TASK REQUIREMENTS:
Copy every line of the following data that includes the string "white".

DATA EXTRACTS:
|---|
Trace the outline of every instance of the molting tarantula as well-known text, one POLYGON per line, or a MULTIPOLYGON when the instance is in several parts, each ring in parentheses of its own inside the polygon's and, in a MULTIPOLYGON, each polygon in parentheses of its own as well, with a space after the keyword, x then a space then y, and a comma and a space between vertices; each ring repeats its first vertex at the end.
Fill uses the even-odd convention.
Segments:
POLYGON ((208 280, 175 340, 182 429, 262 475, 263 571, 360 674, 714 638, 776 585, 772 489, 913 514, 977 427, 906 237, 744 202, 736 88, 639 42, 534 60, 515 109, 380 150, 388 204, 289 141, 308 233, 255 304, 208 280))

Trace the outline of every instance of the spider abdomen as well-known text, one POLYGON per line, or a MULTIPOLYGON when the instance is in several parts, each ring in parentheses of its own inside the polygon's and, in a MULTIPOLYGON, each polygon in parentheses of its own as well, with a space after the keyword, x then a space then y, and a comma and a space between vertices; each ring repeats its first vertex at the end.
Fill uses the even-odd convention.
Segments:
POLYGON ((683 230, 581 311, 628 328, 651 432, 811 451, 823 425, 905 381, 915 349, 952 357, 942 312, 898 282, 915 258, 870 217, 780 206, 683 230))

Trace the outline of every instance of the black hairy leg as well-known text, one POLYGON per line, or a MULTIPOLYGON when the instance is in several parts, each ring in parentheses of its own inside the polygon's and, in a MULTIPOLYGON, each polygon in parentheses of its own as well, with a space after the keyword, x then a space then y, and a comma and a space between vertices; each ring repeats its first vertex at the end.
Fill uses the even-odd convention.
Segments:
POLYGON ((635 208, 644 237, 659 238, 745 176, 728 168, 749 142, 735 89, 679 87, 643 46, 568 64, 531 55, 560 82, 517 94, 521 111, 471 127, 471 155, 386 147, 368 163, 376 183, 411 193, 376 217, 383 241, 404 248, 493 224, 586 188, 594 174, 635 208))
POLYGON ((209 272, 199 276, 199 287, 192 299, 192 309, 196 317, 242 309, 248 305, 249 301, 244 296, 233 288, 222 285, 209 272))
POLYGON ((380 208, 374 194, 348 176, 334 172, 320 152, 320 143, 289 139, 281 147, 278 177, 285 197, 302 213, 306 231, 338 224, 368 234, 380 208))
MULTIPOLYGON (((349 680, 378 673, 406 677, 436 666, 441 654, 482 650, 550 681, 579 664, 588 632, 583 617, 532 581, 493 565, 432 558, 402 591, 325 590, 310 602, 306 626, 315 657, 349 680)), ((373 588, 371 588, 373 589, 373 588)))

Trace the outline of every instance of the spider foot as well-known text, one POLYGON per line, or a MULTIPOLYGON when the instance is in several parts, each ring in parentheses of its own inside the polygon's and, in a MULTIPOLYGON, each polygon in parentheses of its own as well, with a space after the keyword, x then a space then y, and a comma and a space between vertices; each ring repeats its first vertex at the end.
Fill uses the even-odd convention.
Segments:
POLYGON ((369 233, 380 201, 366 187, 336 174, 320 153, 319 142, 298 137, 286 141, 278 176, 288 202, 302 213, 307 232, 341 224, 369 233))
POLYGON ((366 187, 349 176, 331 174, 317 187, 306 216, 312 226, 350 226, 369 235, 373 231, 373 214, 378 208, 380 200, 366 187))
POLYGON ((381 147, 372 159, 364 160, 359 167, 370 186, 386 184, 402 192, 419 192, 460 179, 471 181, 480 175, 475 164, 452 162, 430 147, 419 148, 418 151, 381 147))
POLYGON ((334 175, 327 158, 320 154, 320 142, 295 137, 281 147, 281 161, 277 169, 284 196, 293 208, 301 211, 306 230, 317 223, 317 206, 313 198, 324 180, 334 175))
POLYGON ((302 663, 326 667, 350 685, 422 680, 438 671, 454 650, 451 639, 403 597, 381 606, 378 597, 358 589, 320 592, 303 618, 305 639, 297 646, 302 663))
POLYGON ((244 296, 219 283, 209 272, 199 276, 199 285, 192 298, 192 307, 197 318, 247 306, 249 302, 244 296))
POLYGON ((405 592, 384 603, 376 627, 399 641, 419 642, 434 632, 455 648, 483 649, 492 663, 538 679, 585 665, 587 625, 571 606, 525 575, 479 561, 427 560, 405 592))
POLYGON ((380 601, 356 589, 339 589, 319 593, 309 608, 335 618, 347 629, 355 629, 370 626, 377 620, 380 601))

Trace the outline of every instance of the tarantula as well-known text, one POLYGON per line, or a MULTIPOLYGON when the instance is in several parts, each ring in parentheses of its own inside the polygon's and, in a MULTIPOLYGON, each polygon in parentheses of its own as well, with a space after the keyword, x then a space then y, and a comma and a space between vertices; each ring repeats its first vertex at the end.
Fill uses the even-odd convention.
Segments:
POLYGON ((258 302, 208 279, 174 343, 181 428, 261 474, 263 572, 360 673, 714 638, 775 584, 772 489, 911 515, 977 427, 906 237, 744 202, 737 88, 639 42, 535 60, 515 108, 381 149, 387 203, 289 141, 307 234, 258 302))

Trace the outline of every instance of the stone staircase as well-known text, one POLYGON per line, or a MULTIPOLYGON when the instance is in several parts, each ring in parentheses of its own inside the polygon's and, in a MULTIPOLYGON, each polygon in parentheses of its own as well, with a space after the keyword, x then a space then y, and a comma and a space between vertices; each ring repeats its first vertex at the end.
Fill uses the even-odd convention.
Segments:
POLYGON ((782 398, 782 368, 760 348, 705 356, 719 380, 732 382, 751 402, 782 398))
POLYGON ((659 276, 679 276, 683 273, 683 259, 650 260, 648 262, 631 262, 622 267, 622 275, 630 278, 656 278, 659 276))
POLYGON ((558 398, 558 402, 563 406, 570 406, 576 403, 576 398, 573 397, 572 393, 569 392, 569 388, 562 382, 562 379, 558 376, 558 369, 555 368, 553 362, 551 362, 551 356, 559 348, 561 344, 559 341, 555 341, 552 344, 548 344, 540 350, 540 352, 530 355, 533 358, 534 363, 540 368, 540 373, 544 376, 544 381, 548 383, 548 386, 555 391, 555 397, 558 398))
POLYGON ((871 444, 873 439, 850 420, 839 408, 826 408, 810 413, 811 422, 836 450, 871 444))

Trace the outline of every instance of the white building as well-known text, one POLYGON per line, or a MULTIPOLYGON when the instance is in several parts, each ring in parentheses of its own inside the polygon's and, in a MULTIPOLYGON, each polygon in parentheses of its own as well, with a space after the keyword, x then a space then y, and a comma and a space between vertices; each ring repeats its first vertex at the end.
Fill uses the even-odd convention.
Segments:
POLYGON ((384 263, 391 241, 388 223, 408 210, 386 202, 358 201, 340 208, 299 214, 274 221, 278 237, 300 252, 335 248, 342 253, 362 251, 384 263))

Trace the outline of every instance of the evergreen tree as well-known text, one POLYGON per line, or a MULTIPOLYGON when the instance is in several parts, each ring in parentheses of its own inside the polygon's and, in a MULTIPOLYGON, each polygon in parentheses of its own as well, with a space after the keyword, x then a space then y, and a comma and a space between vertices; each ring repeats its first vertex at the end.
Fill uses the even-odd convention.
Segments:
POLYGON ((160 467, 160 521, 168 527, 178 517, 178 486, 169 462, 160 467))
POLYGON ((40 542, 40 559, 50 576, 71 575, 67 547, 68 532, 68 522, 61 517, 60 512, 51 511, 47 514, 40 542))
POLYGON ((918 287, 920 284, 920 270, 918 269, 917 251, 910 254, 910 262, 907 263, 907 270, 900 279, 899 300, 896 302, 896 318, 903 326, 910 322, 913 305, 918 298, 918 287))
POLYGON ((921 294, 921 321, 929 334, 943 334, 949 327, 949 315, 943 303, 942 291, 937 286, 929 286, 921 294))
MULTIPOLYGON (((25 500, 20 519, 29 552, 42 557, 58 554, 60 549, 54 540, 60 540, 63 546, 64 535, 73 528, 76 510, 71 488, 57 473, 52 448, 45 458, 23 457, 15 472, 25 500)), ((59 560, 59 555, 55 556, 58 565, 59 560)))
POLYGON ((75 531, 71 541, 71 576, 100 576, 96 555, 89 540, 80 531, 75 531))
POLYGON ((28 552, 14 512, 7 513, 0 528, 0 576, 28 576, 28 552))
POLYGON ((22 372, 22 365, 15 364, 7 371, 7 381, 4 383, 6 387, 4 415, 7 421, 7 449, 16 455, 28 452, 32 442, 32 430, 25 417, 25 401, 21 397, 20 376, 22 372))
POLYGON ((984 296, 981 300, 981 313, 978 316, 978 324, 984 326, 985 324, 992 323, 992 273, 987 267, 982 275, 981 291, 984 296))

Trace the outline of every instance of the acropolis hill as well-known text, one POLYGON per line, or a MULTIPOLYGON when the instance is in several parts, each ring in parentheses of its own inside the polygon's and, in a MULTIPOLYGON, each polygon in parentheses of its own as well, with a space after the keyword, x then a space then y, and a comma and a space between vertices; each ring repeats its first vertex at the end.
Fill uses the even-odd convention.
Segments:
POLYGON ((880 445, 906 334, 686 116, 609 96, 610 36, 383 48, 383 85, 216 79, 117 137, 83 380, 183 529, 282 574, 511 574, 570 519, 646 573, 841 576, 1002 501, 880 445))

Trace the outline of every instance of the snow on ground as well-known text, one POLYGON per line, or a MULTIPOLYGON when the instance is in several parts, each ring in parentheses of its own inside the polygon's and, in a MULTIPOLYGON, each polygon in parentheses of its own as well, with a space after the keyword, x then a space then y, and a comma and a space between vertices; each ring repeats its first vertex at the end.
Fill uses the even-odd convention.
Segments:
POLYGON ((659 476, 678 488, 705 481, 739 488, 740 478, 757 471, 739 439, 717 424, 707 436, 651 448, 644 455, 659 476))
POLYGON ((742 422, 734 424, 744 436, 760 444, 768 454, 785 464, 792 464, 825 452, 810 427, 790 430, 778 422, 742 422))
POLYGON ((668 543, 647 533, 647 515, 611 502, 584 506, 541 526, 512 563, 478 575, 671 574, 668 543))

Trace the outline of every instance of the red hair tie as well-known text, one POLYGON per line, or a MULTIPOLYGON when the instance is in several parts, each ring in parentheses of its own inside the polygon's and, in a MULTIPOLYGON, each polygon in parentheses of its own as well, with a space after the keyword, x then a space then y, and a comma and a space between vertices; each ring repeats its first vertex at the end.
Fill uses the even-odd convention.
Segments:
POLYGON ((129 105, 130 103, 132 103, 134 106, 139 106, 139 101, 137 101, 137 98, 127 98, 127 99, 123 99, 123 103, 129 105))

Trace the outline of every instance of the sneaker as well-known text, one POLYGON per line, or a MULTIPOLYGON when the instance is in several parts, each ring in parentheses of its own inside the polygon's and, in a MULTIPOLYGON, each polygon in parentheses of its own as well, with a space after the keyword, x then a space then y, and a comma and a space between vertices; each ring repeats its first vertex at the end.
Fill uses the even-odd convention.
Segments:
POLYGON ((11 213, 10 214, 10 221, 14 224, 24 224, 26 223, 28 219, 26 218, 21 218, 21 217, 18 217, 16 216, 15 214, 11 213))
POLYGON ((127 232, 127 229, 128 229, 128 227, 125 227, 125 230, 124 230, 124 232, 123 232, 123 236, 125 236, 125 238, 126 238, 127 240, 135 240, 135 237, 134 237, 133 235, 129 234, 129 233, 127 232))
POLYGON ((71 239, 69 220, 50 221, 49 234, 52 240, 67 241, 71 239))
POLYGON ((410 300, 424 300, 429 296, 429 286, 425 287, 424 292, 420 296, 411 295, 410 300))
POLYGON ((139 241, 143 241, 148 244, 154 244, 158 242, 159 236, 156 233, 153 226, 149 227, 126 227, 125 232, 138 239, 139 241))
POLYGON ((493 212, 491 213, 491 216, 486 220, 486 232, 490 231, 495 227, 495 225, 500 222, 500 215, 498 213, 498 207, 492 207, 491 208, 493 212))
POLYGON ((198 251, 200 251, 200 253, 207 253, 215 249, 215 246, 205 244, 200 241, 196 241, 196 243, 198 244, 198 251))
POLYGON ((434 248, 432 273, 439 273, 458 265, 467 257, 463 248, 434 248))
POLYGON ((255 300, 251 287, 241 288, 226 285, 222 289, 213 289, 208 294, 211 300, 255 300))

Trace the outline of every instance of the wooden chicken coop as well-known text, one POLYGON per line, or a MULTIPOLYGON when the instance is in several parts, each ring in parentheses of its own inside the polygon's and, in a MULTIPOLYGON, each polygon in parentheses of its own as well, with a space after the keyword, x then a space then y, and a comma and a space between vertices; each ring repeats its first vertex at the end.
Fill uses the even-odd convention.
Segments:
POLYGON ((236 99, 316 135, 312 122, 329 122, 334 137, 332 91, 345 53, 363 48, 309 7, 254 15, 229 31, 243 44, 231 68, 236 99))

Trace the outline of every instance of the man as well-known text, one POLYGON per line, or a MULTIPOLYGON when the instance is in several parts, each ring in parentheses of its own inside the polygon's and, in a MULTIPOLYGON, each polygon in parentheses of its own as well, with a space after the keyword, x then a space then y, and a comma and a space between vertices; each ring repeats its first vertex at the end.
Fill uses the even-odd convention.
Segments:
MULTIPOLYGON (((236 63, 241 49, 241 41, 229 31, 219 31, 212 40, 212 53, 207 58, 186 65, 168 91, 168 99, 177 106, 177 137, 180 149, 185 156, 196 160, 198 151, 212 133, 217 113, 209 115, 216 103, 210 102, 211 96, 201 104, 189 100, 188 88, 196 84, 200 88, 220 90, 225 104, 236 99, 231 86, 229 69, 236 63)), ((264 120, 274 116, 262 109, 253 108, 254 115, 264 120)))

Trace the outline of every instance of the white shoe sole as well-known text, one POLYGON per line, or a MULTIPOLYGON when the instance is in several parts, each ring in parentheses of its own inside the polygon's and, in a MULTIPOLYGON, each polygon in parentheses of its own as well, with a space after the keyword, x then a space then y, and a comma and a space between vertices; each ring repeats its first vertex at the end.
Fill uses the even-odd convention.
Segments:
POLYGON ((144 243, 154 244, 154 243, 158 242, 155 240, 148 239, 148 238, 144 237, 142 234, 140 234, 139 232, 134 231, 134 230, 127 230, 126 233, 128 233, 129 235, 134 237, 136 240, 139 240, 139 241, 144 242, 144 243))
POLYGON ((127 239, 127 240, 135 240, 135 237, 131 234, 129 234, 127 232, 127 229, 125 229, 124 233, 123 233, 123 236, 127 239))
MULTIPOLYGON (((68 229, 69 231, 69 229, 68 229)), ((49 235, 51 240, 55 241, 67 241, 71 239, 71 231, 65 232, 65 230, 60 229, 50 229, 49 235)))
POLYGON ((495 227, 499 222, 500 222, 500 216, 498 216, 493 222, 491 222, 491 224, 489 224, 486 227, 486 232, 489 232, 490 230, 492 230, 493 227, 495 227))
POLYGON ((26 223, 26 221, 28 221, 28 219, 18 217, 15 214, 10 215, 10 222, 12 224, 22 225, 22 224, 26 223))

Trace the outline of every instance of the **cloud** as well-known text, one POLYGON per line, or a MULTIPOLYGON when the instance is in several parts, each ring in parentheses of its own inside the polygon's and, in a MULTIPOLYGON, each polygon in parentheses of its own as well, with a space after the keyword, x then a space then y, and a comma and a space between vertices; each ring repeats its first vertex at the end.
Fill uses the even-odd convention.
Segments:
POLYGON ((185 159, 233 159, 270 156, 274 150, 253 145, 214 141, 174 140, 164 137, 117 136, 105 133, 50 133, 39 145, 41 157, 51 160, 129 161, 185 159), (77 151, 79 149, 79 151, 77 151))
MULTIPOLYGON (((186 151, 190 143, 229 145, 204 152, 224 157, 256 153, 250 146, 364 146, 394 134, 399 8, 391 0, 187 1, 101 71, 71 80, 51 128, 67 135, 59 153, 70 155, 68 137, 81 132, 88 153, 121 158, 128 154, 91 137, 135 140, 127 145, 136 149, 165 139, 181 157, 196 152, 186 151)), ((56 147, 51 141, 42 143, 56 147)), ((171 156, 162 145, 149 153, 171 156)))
|---|
EXERCISE ANSWER:
Trace the outline of every instance of the white building as well-known text, one POLYGON per line, or a MULTIPOLYGON when the instance is in several parts, each ring in parentheses of its own inside the polygon's and, in a MULTIPOLYGON, each polygon in parentheses of its own as well, with a space after the keyword, x then a space then y, and a comma and a space between vertices; each ring repeats its first vertex at the end.
Trace the outline of every instance of the white shoe sole as well-known text, one POLYGON per line, or a MULTIPOLYGON when the instance is in several parts, each ring in parentheses of its own inside the polygon's and, in a MULTIPOLYGON, each polygon in parentheses of its own as well, with a space after the keyword, x then a space then y, and a comma and a space between vertices; each ring repeats its first vertex at the end.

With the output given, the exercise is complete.